> _GIVEN PROBLEM A_:
Could you rewrite the pandas DataFrame thread from "I tested and" to "df = pd.DataFrame(np.random.rand(100, 100))" with "little faster" changed to "slightly faster"?
> _GIVEN PROBLEM B_:
Can you extend the pandas DataFrame thread, picking up right after its last line?

Please use .at[] or .iat[] accessors instead
Cars Prices (U$)
0 Audi TT 120.0
1 Lamborghini Aventador 245.0
2 Chevrolet Malibu 240.0
Considering this advice, here's a demonstration of how to use them:
by row/column integer positions
>>> df.iat[1, 1] = 260.0
>>> df
Cars Prices (U$)
0 Audi TT 120.0
1 Lamborghini Aventador 260.0
2 Chevrolet Malibu 240.0
by row/column labels
>>> df.at[2, "Cars"] = "Chevrolet Corvette"
>>> df
Cars Prices (U$)
0 Audi TT 120.0
1 Lamborghini Aventador 260.0
2 Chevrolet Corvette 240.0
References:
pandas.DataFrame.iat
pandas.DataFrame.at

One way to use index with condition is first get the index of all the rows that satisfy your condition and then simply use those row indexes in a multiple of ways
conditional_index = df.loc[ df['col name'] <condition> ].index
Example condition is like
==5, >10 , =="Any string", >= DateTime
Then you can use these row indexes in variety of ways like
Replace value of one column for conditional_index
df.loc[conditional_index , [col name]]= <new value>
Replace value of multiple column for conditional_index
df.loc[conditional_index, [col1,col2]]= <new value>
One benefit with saving the conditional_index is that you can assign value of one column to another column with same row index
df.loc[conditional_index, [col1,col2]]= df.loc[conditional_index,'col name']
This is all possible because .index returns a array of index which .loc can use with direct addressing so it avoids traversals again and again.

I tested and the output is df.set_value is little faster, but the official method df.at looks like the fastest non deprecated way to do it.
import numpy as np
import pandas as pd
df = pd.DataFrame(np.random.rand(100, 100))
%timeit df.iat[50,50]=50 # ✓
%timeit df.at[50,50]=50 # ✔
%timeit df.set_value(50,50,50) # will deprecate
%timeit df.iloc[50,50]=50
%timeit df.loc[50,50]=50
7.06 µs ± 118 ns per loop (mean ± std. dev. of 7 runs, 100000 loops each)
5.52 µs ± 64.2 ns per loop (mean ± std. dev. of 7 runs, 100000 loops each)
3.68 µs ± 80.8 ns per loop (mean ± std. dev. of 7 runs, 100000 loops each)

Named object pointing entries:
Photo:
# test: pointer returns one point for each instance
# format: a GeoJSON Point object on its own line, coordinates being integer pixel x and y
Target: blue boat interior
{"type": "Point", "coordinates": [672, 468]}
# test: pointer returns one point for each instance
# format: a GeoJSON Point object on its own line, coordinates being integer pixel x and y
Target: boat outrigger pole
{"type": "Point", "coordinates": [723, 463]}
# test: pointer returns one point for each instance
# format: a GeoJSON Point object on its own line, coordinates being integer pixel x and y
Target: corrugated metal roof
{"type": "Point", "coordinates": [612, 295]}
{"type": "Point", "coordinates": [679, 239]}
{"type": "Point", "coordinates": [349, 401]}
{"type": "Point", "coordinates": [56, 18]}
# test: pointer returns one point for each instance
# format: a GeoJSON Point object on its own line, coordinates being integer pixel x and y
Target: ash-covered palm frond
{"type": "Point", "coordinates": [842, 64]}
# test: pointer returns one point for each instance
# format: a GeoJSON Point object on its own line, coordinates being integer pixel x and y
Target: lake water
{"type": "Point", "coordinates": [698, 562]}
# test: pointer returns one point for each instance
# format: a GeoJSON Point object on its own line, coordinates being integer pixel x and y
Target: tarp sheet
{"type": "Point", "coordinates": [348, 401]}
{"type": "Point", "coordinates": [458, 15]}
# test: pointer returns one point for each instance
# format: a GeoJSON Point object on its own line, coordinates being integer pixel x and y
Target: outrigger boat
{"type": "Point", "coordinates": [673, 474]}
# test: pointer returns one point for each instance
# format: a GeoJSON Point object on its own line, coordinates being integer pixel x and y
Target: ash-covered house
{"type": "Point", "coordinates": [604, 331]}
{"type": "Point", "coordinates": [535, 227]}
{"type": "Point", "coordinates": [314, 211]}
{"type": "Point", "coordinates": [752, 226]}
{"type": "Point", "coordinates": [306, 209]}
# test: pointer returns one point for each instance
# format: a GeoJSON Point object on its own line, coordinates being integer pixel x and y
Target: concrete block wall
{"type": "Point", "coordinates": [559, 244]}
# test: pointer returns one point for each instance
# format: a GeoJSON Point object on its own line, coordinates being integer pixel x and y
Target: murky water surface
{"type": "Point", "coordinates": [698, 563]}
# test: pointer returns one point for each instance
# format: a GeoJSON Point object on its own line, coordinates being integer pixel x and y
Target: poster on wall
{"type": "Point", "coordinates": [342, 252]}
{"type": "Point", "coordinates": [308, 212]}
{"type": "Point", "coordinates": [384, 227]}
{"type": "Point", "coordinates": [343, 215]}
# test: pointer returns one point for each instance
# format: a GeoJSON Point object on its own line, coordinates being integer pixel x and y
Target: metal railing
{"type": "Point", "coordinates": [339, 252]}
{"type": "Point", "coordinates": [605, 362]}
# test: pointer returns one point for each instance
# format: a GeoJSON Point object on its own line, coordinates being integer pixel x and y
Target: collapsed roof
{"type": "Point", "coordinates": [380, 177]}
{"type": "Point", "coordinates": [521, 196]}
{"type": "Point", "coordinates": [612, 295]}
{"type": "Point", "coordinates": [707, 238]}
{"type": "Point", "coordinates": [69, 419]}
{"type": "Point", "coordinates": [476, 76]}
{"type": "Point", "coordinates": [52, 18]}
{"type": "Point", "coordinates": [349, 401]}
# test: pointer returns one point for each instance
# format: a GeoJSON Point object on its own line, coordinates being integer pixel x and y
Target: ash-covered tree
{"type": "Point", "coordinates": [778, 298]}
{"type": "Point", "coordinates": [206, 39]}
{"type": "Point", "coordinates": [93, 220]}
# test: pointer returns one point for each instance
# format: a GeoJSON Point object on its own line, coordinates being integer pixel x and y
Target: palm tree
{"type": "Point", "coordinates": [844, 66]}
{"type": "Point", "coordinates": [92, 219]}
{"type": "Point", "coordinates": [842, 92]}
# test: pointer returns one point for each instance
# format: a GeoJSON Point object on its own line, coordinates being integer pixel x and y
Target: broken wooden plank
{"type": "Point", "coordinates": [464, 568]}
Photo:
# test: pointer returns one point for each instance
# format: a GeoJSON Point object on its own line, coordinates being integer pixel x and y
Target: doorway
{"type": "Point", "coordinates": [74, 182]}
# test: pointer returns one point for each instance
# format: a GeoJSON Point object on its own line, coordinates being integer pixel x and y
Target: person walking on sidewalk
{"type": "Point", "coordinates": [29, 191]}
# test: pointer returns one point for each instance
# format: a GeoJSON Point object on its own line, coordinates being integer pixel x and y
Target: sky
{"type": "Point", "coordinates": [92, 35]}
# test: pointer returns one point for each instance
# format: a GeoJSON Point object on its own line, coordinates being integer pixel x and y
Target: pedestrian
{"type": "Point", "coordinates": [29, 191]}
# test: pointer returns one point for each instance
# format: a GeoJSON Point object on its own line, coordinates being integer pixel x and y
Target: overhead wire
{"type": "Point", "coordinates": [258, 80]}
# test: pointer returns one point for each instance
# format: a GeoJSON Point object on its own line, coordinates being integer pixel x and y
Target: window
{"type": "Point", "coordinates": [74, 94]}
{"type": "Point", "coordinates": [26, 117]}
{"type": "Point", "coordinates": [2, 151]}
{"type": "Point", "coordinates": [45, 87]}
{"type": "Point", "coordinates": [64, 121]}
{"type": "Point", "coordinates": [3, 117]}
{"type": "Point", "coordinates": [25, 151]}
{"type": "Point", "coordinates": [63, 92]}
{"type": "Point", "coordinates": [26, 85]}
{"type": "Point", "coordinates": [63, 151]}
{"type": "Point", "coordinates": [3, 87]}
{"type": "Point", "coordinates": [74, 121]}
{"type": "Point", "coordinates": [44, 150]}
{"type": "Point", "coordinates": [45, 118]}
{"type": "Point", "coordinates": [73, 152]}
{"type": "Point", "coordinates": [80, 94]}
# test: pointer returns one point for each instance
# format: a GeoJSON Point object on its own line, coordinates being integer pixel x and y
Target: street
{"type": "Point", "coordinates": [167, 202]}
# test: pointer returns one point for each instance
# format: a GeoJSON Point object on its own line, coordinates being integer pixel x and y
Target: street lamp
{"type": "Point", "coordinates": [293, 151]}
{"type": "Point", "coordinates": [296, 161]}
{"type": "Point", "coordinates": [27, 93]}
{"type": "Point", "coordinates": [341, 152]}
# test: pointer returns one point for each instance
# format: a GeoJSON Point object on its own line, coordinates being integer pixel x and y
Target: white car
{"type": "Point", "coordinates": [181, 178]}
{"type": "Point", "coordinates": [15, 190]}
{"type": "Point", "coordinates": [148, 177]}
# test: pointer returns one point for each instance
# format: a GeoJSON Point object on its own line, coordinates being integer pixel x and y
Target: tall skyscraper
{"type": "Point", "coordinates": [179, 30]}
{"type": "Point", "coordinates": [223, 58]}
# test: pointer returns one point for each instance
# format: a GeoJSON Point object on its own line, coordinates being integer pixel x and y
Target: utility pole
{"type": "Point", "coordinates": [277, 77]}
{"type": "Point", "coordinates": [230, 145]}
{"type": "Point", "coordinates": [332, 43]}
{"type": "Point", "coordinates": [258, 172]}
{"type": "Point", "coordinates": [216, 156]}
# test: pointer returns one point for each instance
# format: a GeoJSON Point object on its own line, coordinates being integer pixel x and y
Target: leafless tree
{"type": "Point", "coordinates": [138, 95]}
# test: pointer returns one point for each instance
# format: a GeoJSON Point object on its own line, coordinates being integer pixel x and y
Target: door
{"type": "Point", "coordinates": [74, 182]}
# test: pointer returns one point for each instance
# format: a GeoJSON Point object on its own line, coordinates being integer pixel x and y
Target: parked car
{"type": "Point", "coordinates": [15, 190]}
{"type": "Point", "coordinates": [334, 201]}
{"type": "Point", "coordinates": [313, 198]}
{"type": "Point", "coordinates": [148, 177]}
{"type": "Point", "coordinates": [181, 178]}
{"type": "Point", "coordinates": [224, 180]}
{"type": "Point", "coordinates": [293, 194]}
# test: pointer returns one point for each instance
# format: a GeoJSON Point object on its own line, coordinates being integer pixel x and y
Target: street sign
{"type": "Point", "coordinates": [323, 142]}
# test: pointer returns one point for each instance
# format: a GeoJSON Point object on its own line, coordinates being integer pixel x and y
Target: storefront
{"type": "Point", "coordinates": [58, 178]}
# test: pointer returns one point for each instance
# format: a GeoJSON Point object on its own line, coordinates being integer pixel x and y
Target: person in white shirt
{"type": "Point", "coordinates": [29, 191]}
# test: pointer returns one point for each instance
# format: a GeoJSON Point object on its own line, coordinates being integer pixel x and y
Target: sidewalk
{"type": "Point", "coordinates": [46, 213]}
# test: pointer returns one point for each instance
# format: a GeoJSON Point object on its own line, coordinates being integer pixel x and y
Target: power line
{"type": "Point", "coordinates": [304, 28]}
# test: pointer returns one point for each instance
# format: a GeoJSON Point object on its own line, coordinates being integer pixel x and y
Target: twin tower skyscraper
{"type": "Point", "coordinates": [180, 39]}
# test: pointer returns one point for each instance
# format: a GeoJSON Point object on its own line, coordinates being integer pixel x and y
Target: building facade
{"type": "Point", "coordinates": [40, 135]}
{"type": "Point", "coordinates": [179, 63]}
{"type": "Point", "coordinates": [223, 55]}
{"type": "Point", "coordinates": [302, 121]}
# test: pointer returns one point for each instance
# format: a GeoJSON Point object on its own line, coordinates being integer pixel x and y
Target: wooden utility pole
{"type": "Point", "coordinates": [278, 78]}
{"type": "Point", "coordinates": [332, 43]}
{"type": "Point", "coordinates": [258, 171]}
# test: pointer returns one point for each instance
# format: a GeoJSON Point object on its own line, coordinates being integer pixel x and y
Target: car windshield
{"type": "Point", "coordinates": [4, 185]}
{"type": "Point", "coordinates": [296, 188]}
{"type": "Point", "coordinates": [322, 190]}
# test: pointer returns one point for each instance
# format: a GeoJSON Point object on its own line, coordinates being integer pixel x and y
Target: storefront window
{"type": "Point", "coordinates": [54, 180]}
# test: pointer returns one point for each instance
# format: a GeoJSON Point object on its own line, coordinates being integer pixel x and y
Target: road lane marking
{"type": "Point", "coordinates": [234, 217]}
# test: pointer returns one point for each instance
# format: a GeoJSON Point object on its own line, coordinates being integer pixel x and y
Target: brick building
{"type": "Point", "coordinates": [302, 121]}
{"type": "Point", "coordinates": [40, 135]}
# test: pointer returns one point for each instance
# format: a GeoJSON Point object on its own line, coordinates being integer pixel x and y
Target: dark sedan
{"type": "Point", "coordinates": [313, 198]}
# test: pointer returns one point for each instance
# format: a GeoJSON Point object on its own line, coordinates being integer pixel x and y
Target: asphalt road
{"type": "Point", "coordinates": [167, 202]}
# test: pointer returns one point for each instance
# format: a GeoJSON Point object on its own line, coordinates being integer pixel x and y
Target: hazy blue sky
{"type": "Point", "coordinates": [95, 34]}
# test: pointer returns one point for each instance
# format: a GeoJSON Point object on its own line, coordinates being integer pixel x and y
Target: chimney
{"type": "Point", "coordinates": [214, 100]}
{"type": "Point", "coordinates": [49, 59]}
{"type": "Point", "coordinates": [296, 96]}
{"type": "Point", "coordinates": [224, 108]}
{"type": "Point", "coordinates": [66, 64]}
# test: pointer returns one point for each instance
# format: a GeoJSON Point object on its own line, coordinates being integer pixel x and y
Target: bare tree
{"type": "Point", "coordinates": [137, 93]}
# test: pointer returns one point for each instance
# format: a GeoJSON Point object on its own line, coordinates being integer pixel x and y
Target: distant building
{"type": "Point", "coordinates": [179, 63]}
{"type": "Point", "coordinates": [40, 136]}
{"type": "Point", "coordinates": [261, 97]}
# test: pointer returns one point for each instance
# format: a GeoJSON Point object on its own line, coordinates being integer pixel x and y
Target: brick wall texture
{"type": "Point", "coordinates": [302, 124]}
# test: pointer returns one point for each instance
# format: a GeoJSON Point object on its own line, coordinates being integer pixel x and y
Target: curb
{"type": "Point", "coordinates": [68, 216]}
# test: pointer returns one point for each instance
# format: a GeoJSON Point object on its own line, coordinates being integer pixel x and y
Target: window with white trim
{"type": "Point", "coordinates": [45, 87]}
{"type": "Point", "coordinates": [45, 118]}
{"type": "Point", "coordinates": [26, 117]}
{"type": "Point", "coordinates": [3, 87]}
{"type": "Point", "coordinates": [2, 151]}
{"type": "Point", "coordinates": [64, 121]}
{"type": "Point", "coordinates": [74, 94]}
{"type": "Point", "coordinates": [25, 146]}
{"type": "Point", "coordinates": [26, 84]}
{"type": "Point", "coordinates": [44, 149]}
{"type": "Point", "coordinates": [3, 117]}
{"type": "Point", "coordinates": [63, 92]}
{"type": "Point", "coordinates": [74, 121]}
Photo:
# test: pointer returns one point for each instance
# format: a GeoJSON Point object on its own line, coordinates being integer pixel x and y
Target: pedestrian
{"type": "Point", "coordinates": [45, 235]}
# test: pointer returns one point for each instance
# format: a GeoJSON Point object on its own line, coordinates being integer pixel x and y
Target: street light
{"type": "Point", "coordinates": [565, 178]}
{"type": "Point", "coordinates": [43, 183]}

> _ANSWER A_:
I tested and the output is df.set_value is slightly faster, but the official method df.at looks like the fastest non deprecated way to do it.
import numpy as np
import pandas as pd
df = pd.DataFrame(np.random.rand(100, 100))

> _ANSWER B_:
98.7 µs ± 1.07 µs per loop (mean ± std. dev. of 7 runs, 10000 loops each)
109 µs ± 1.42 µs per loop (mean ± std. dev. of 7 runs, 10000 loops each)
Note this is setting the value for a single cell. For the vectors loc and iloc should be better options since they are vectorized.

If one wants to change the cell in the position (0,0) of the df to a string such as '"236"76"', the following options will do the work:
df[0][0] = '"236"76"'
# %timeit df[0][0] = '"236"76"'
# 938 µs ± 83.4 µs per loop (mean ± std. dev. of 7 runs, 1000 loops each)
Or using pandas.DataFrame.at
df.at[0, 0] = '"236"76"'
# %timeit df.at[0, 0] = '"236"76"'
#15 µs ± 2.09 µs per loop (mean ± std. dev. of 7 runs, 100000 loops each)
Or using pandas.DataFrame.iat
df.iat[0, 0] = '"236"76"'
# %timeit df.iat[0, 0] = '"236"76"'
# 41.1 µs ± 3.09 µs per loop (mean ± std. dev. of 7 runs, 10000 loops each)
Or using pandas.DataFrame.loc
df.loc[0, 0] = '"236"76"'
# %timeit df.loc[0, 0] = '"236"76"'
# 5.21 ms ± 401 µs per loop (mean ± std. dev. of 7 runs, 100 loops each)
Or using pandas.DataFrame.iloc
df.iloc[0, 0] = '"236"76"'
# %timeit df.iloc[0, 0] = '"236"76"'
# 5.12 ms ± 300 µs per loop (mean ± std. dev. of 7 runs, 100 loops each)
If time is of relevance, using pandas.DataFrame.at is the fastest approach.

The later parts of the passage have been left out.